## EXERCISE BRIEF
Exclude images, then output the remaining data verbatim.

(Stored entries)
○ ○ ○

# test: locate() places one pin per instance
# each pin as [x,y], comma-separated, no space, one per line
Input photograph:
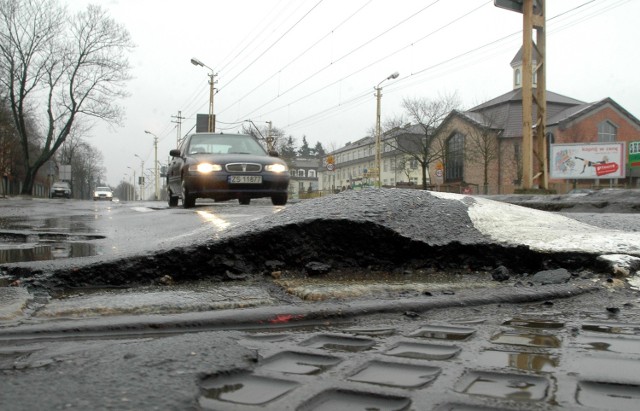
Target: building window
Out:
[454,157]
[607,132]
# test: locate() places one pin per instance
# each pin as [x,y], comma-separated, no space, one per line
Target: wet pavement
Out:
[409,317]
[571,346]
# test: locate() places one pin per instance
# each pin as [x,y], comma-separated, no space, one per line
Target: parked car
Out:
[103,193]
[224,167]
[60,189]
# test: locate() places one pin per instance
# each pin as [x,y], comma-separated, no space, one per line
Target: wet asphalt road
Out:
[498,345]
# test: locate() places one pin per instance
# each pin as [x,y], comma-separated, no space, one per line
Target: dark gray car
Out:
[60,189]
[224,167]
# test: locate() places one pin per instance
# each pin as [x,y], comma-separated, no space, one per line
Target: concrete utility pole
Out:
[155,146]
[141,177]
[533,12]
[378,136]
[212,119]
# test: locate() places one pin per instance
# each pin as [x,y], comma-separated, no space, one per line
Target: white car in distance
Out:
[102,193]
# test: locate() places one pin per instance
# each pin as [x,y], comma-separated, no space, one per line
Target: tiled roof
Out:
[505,111]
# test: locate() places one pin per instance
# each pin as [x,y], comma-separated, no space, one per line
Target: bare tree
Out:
[481,146]
[427,114]
[60,69]
[87,170]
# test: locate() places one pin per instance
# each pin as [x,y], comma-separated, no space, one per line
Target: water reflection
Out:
[50,251]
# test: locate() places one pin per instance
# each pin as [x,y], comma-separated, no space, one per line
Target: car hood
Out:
[234,158]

○ ○ ○

## OUTPUT
# test: locate() places one pin per instance
# each pin as [x,y], comma-separated, no space, one per line
Input photograph:
Target: building window
Out:
[454,157]
[607,132]
# test: locate() places one pin per instance
# each pin as [x,y], comma-separated, no space, one per line
Target: wet pavement
Out:
[409,317]
[571,346]
# test: locate() places one pin per instance
# each pin as [x,y], comma-separated, no space, one per line
Target: parked car
Out:
[103,193]
[224,167]
[60,189]
# test: locate() places one pin per instance
# each pin as [x,y], comma-separated, no space, one per line
Target: wet asphalt road
Out:
[498,345]
# test: locate() places one pin per instance
# each pin as [x,y], comma-separated, no space, one per line
Target: dark gray car
Out:
[60,189]
[224,167]
# test: locate() places one pin per instance
# each pin as [x,y], comma-separated, no space, one per line
Target: concrete utility pole
Out:
[155,146]
[141,177]
[533,12]
[378,136]
[212,119]
# test: locate() places one pin per instance
# each pin as [x,y], comma-separated, no space, one per line
Target: white car in distance
Out:
[102,193]
# test: locate() places one pin per instance
# each pin as [x,y], comma-separated, no space, one per line
Target: tiled roof
Out:
[505,111]
# test: locate() places one pin per instance
# each pin as [x,y], comma-separated, no space, one per line
Target: bare tree
Out:
[481,146]
[427,114]
[60,69]
[87,170]
# test: locate() places one pin per instance
# each pin as [x,y], comma-separated, no space, one per line
Target: water reflection
Out:
[50,251]
# test: locate() places one pin per instance
# each pin as [x,y], comma-separated, no space, one per line
Target: car hood
Out:
[234,158]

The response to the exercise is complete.